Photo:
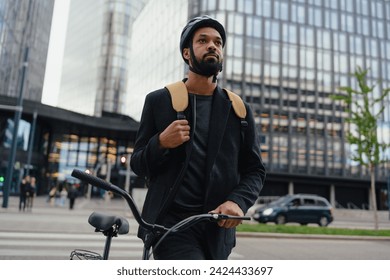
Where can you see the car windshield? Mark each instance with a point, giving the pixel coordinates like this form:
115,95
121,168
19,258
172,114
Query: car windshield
280,201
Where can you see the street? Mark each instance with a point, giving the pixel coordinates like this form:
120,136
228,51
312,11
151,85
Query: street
50,232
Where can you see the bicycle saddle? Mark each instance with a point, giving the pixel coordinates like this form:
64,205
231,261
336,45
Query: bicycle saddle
102,222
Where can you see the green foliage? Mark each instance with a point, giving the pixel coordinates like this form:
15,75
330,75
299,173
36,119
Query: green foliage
363,114
298,229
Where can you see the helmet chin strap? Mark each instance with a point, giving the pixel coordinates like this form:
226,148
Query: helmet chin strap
202,69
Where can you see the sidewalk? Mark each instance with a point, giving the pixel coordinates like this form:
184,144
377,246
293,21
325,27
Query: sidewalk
48,218
44,217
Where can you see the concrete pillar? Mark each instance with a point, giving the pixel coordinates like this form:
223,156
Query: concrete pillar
332,195
290,188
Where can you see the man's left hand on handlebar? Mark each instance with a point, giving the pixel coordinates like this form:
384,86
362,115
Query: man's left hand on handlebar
229,208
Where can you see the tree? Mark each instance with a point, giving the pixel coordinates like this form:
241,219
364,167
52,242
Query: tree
364,110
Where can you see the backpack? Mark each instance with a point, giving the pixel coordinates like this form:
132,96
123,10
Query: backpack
179,96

=======

§ GOAL OF THE EXERCISE
Copy out every line from the data above that has "form" in it.

§ OUTPUT OF THE TASK
Where can you see the car windshield? Mark each instance with a point, giving the pixel coordinates like this form:
Where can you see the street? Mark each instance with a point, giving the pixel coordinates like this form:
Where can you see the bicycle saddle? Mark each instance with a point, giving the pixel coordinates like this form:
Where can you see the green foliage? Mark each instance with a point, giving the pixel coordinates like this form:
Where can you see the helmet chin strap? Mark each instance with a point, giving the pixel coordinates like this form:
Where can you see the sidewalk? Mark each instance with a point, giving the pixel coordinates like this form:
Where can you see the concrete pillar? Mark each instance with a point, giving the pixel coordinates like this form:
Where can you see the man's left hand on handlebar? Mark each instance with a point, giving the pixel coordinates like this form:
Where can you see the tree? Mark each instance with a point, giving the pixel coordinates like this form:
Where can you see the backpack? Mark each instance with a point, giving the pixel coordinates like this form:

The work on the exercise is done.